List of tasks:
A - Check the three statements below against the fall vegetable gardening text, not the material that follows it. For each, answer yes or no and quote the deciding words from the text.
(i) Cucumbers, summer squash and snap beans are named as plants that will not grow after summer ends.
(ii) The best time to buy seeds for a fall garden is late summer.
(iii) Hardy vegetables such as potatoes and carrots keep growing until the outdoor temperature reaches 20 degrees.
B - Please write the next part of the fall vegetable gardening text below, picking up after its final sentence and keeping its tone and subject.

Excerpt:
%%

Fall Vegetable Gardening

If you are like many gardeners then you are afraid of the frosts that come in the early winter, so you do not think about doing any gardening in the fall . However, some suggestions may be able to make you think twice. If not, then you will be missing out on sweet, mild, autumn vegetables.

What vegetables you are able to grown in the fall will depend upon the amount of space you have available, what climate you live in and what you enjoy eating. This is because even those crops that love heat, such as tomatoes, peppers and sweet potatoes will yield crops until the first frost hits. In Southern zones, this happens rather late in the year.

There are some plants that will not grow after the summer ends though. Some of these plants include cucumbers, summer squash and snap beans. If you plant these vegetables in mid-summer then they can yield crops until the first frost occurs. Of course, there are also hardy vegetables that will continue to grow until the temperature reaches 20 degrees outside. These include potatoes, carrots and other vegetables that are part of the root and tubers class.

With this information in mind, you can now go to the store and plan your fall garden. The best time to do this is in the spring or early summer, which is when the stores will have a plentiful supply of seeds. You can then store your seeds in a cool, dry location until it is time for planting.

Now, when you are purchasing your seeds you will want to read the package to make sure that it says “early season.” These seeds will take the least time to mature. Choosing these vegetables will help to ensure that they will be able to be fully grown and you can pick the vegetables before the first frost occurs.

%%

Supplied material:
%%

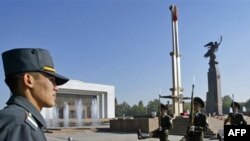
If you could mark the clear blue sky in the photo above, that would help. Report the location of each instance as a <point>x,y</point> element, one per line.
<point>127,43</point>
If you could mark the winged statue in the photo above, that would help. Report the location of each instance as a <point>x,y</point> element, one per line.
<point>212,47</point>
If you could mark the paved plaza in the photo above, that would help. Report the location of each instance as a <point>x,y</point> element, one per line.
<point>92,135</point>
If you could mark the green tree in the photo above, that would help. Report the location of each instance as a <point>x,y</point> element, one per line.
<point>153,106</point>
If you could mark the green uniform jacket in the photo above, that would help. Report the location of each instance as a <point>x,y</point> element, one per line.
<point>20,121</point>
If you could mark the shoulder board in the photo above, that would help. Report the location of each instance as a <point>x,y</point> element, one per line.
<point>31,121</point>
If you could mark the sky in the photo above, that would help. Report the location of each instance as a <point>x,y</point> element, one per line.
<point>126,43</point>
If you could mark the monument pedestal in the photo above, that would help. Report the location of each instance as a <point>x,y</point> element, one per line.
<point>214,99</point>
<point>132,125</point>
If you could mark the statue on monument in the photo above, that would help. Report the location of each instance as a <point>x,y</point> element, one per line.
<point>212,48</point>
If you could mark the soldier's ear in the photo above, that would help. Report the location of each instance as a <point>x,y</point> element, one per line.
<point>28,80</point>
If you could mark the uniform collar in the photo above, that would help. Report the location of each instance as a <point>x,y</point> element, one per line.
<point>22,102</point>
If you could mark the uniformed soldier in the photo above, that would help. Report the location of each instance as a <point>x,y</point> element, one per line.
<point>163,131</point>
<point>199,122</point>
<point>32,80</point>
<point>235,118</point>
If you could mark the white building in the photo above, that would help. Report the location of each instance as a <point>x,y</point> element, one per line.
<point>77,99</point>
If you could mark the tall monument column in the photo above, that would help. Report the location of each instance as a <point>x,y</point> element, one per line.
<point>176,68</point>
<point>214,99</point>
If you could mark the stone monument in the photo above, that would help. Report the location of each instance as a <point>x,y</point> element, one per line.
<point>214,99</point>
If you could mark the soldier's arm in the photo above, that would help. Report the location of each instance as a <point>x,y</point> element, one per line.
<point>244,122</point>
<point>19,132</point>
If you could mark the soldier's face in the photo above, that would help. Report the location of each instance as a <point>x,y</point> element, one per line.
<point>44,90</point>
<point>196,107</point>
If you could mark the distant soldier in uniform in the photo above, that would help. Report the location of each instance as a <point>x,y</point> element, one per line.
<point>32,80</point>
<point>163,131</point>
<point>199,123</point>
<point>235,118</point>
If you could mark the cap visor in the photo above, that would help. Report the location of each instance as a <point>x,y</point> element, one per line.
<point>58,78</point>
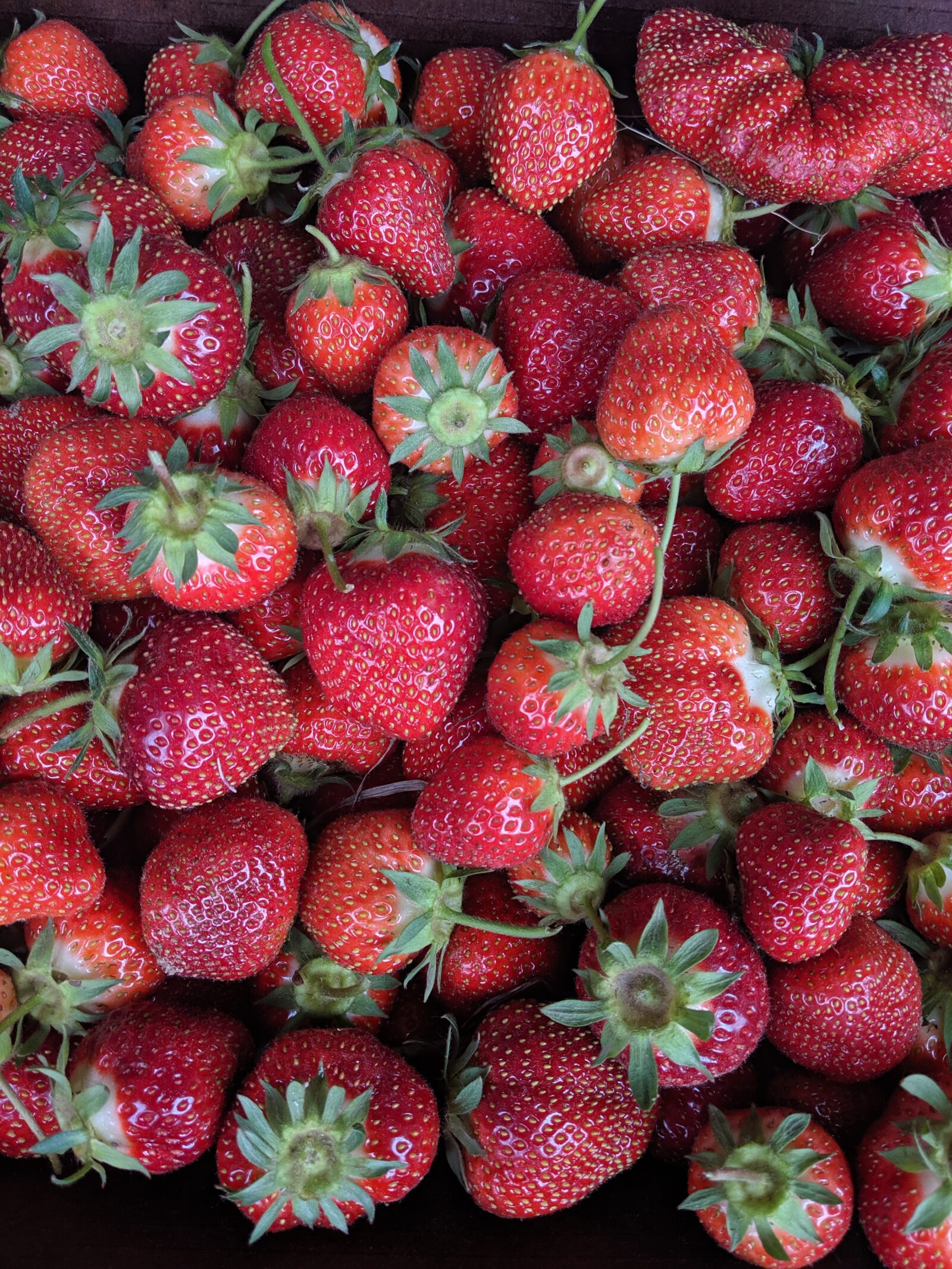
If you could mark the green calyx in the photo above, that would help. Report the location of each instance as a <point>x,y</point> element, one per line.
<point>121,327</point>
<point>308,1142</point>
<point>182,510</point>
<point>648,1000</point>
<point>453,412</point>
<point>760,1180</point>
<point>583,465</point>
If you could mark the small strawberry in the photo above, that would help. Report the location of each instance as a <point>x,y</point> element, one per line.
<point>368,1124</point>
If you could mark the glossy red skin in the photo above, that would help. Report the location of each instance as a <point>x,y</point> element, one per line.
<point>851,1013</point>
<point>479,966</point>
<point>425,757</point>
<point>274,254</point>
<point>107,938</point>
<point>634,825</point>
<point>169,1070</point>
<point>739,1013</point>
<point>781,576</point>
<point>309,431</point>
<point>69,472</point>
<point>801,875</point>
<point>477,813</point>
<point>202,713</point>
<point>558,333</point>
<point>220,890</point>
<point>554,1124</point>
<point>403,1122</point>
<point>584,547</point>
<point>683,1113</point>
<point>414,627</point>
<point>797,452</point>
<point>829,1220</point>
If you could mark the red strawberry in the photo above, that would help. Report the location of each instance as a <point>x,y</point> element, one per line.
<point>810,1204</point>
<point>558,333</point>
<point>54,69</point>
<point>547,121</point>
<point>220,890</point>
<point>671,386</point>
<point>374,1117</point>
<point>451,94</point>
<point>641,991</point>
<point>800,873</point>
<point>202,713</point>
<point>49,864</point>
<point>584,549</point>
<point>387,212</point>
<point>803,443</point>
<point>851,1013</point>
<point>511,1124</point>
<point>778,571</point>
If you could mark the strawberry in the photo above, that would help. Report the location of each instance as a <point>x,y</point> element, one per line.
<point>718,282</point>
<point>810,1204</point>
<point>672,385</point>
<point>54,69</point>
<point>778,571</point>
<point>505,243</point>
<point>655,198</point>
<point>387,212</point>
<point>221,712</point>
<point>804,441</point>
<point>343,318</point>
<point>640,990</point>
<point>584,549</point>
<point>303,988</point>
<point>49,864</point>
<point>451,94</point>
<point>442,396</point>
<point>559,331</point>
<point>118,362</point>
<point>851,1013</point>
<point>496,1092</point>
<point>479,965</point>
<point>367,1120</point>
<point>547,121</point>
<point>797,910</point>
<point>220,890</point>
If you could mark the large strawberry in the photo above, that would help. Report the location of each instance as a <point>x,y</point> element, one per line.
<point>368,1124</point>
<point>494,1091</point>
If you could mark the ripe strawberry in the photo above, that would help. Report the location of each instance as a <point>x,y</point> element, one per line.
<point>671,386</point>
<point>387,212</point>
<point>583,549</point>
<point>800,873</point>
<point>807,1210</point>
<point>343,318</point>
<point>220,890</point>
<point>671,951</point>
<point>52,68</point>
<point>220,710</point>
<point>368,1121</point>
<point>500,1101</point>
<point>778,571</point>
<point>655,198</point>
<point>49,864</point>
<point>851,1013</point>
<point>558,331</point>
<point>547,121</point>
<point>442,396</point>
<point>505,243</point>
<point>804,441</point>
<point>451,96</point>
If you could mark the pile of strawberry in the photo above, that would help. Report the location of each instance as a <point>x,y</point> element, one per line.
<point>461,630</point>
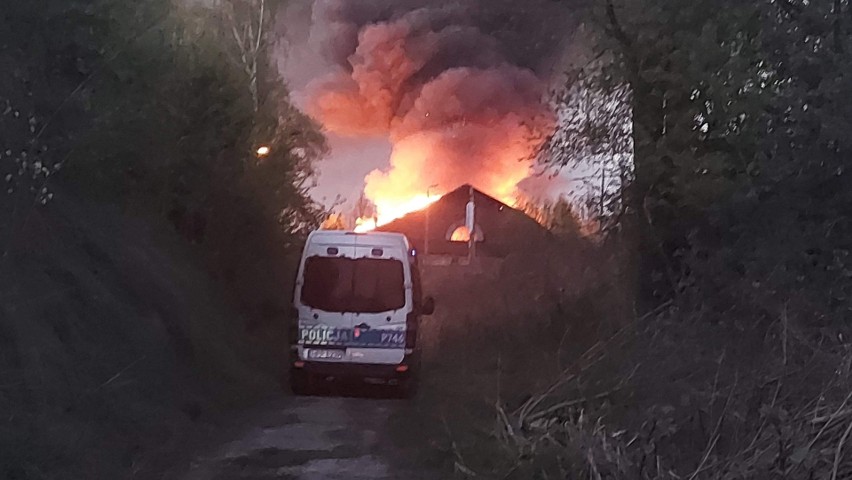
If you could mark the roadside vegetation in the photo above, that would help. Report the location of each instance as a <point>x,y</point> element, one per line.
<point>729,229</point>
<point>145,240</point>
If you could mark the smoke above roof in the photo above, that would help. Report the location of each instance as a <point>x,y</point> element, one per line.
<point>456,86</point>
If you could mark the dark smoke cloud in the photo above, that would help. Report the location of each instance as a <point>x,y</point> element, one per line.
<point>456,86</point>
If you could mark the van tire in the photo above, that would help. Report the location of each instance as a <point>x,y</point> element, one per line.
<point>407,389</point>
<point>301,383</point>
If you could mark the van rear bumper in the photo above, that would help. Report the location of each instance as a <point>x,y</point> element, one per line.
<point>358,370</point>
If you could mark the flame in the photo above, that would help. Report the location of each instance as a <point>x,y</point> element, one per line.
<point>453,106</point>
<point>390,209</point>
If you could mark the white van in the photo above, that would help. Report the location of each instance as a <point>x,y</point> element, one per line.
<point>357,303</point>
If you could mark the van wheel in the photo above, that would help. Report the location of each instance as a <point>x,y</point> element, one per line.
<point>407,389</point>
<point>301,383</point>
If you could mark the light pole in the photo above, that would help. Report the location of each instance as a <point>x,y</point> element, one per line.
<point>428,207</point>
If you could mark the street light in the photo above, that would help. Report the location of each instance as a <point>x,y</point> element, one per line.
<point>428,207</point>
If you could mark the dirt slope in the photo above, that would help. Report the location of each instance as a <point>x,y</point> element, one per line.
<point>112,343</point>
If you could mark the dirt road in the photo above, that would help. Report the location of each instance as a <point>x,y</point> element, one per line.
<point>312,438</point>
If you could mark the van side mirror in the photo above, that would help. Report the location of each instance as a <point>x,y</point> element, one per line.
<point>428,306</point>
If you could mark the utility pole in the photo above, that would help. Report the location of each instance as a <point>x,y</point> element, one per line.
<point>470,221</point>
<point>426,233</point>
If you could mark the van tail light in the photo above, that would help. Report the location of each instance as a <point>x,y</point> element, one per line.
<point>293,326</point>
<point>411,325</point>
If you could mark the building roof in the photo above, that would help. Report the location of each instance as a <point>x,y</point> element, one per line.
<point>502,228</point>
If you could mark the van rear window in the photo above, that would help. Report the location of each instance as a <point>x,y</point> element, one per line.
<point>363,285</point>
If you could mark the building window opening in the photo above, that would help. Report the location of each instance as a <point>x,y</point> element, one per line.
<point>461,234</point>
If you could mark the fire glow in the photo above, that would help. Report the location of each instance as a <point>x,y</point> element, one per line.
<point>454,106</point>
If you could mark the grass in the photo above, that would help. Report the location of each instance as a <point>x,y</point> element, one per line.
<point>520,389</point>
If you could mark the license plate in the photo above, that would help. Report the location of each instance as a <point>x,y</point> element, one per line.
<point>325,354</point>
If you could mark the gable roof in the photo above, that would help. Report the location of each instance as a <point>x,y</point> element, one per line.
<point>504,228</point>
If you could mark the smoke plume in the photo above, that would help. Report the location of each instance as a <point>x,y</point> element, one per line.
<point>457,87</point>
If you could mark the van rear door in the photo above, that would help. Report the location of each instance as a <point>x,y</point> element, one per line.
<point>323,293</point>
<point>379,328</point>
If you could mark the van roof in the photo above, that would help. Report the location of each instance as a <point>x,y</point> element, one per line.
<point>352,238</point>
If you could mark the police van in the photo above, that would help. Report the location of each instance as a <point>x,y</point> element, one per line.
<point>357,307</point>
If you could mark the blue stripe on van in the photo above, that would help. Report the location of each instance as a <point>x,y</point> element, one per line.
<point>347,337</point>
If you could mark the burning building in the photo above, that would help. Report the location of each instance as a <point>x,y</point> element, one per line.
<point>457,87</point>
<point>441,229</point>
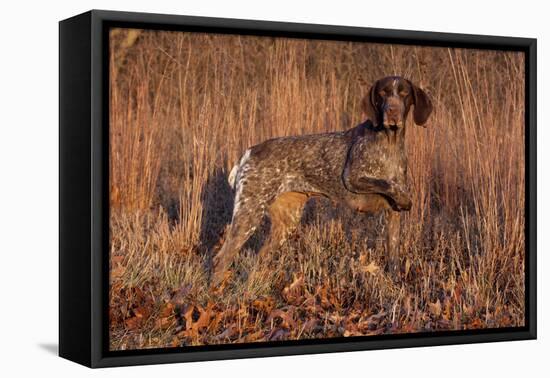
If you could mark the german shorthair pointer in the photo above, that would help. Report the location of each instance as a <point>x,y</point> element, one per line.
<point>364,168</point>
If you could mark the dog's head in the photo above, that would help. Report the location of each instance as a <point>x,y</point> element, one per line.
<point>389,100</point>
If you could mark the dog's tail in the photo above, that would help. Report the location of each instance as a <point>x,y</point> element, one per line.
<point>232,179</point>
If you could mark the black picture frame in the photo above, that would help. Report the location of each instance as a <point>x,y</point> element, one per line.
<point>83,180</point>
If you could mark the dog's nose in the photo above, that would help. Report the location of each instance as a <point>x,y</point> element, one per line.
<point>392,111</point>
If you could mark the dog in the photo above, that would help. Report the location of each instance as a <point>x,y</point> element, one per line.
<point>364,168</point>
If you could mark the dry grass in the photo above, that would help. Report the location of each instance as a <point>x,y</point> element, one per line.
<point>183,109</point>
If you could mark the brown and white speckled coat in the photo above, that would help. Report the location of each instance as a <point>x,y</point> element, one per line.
<point>364,167</point>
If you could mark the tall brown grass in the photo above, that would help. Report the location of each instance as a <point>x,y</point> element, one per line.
<point>184,107</point>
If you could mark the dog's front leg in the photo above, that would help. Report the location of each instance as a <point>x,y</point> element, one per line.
<point>393,239</point>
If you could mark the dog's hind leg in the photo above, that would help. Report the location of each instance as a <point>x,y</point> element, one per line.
<point>245,221</point>
<point>285,214</point>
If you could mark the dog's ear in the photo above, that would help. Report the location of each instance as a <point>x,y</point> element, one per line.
<point>422,105</point>
<point>369,108</point>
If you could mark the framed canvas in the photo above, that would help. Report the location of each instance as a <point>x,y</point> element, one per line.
<point>234,188</point>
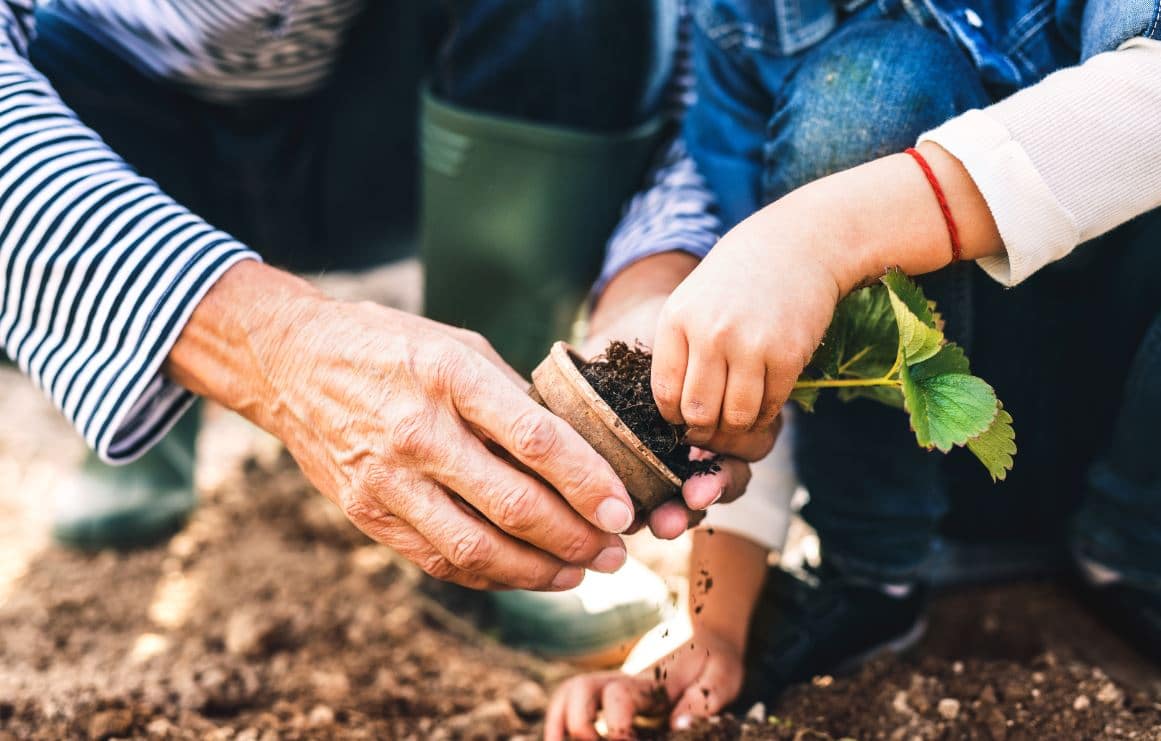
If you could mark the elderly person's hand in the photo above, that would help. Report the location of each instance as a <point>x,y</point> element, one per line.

%%

Numbered answers:
A -
(i) Yes: "There are some plants that will not grow after the summer ends though. Some of these plants include cucumbers, summer squash and snap beans."
(ii) No: "The best time to do this is in the spring or early summer, which is when the stores will have a plentiful supply of seeds."
(iii) Yes: "there are also hardy vegetables that will continue to grow until the temperature reaches 20 degrees outside. These include potatoes, carrots and other vegetables that are part of the root and tubers class."

B -
In order to know when to plant your seeds you will have to find out when the first frost usually hits your area. You can look this information up in the Farmer’s Almanac, which will tell you exactly when this is going to happen in your area. The good thing here is that they are rarely wrong. Of course, you will also need to know how long it will take for your plants to mature. Once you know this information, you can figure out what the correct growing time in your area is going to be.

With this information in mind, you can prepare your soil when it comes time. Simply do away with any of your previous crops and their debris since you do not want them to spread their bacteria to your new plants. Next, spread a couple of inches of mulch over your garden so as to increase the soil’s nutrients. However, if you heavily fertilized your summer plants, then you may not need a lot of fertilizer now, if you need any at all. Then turn over the top layer of the soil, wet it, and leave it alone for 24 hours. Now you are ready to begin planting.

So, while a lot of gardeners shy away from fall gardening because they do not know how to handle fall frosts, you no longer have to. You now know what vegetables will do well in the fall and will provide you with fresh food that tastes wonderful.